◆ Given problem
Retype, with no changes and nothing else, the lines below starting at the one that contains "Annotation task: put one keypoint on every instance of the grey" and ending at the one that contains "of the colorful".

◆ Given records
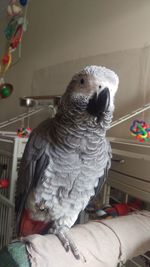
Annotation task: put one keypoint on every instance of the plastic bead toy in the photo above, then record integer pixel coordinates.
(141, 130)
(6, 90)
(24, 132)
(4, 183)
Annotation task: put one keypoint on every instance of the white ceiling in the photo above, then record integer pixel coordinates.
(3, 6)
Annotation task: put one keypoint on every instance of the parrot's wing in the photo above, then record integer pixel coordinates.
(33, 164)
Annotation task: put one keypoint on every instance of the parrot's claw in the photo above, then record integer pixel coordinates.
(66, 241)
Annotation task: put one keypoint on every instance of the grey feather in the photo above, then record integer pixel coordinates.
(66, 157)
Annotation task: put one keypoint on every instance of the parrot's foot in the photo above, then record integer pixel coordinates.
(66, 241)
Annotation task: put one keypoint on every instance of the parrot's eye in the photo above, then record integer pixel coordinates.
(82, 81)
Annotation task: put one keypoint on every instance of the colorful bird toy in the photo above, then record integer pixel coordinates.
--
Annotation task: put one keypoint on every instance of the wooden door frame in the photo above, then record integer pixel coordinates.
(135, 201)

◆ Expected answer
Annotation task: put one keypoint on every instance of the grey feather in the photo above, then record integer pixel coordinates.
(66, 157)
Annotation task: put one keypoint on every instance of the parrot's foot in the photo above, then record integer pixel coordinates.
(66, 241)
Annotation task: put one keypoint on every instance of the parrot's eye in the photo above, then record integer pixel coordinates.
(82, 81)
Annotation task: put one keypoint on every instance of the colorful bird toy in the photo above, then record integer pixel coordinates.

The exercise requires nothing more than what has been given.